### Work instructions:
Write out, precisely and in full, each line of the material.

===

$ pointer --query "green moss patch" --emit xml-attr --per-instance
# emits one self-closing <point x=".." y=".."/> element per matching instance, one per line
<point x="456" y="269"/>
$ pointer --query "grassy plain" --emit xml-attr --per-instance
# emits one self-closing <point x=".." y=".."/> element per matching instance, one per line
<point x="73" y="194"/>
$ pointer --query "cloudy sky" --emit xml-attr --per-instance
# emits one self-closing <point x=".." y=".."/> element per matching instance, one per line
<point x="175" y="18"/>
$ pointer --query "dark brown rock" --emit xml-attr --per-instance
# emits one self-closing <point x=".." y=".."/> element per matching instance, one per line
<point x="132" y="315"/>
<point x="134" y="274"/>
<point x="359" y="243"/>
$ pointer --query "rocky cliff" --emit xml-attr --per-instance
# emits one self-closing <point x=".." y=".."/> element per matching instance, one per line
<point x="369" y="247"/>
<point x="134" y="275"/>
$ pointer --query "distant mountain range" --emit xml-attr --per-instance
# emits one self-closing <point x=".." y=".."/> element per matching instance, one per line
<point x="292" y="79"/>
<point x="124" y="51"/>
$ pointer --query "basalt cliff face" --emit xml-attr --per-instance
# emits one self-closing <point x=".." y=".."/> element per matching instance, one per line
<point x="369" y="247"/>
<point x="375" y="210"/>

===

### Worked answer:
$ pointer --query "green moss patch" --emit xml-attr --per-instance
# emits one self-closing <point x=".." y=".."/> element per matching instance, one per line
<point x="456" y="269"/>
$ pointer --query "grassy plain" --emit xml-attr --per-instance
# emits one self-closing <point x=".." y=".."/> element per matching instance, one per line
<point x="73" y="194"/>
$ pointer --query "cloudy sky" --emit xml-attr --per-instance
# emits one self-closing <point x=".." y=".."/> element per matching instance, one per line
<point x="175" y="18"/>
$ pointer --query "dark brown rock" --emit xml-attr --per-instance
# emits one self-closing <point x=".." y=".."/> element per matching instance, one per line
<point x="132" y="315"/>
<point x="134" y="274"/>
<point x="359" y="243"/>
$ pointer --query "rocky cliff" --emit xml-attr --per-instance
# emits one self-closing <point x=".." y=".."/> element per matching instance, one per line
<point x="369" y="247"/>
<point x="134" y="275"/>
$ pointer --query "distant mountain range" --emit xml-attr --per-instance
# emits one self-closing <point x=".." y=".."/> element per matching instance, one per line
<point x="292" y="79"/>
<point x="124" y="51"/>
$ pointer --query "basalt cliff face" --emit xml-attr --per-instance
# emits one self-closing <point x=".." y=".."/> element per matching instance, one per line
<point x="369" y="247"/>
<point x="375" y="210"/>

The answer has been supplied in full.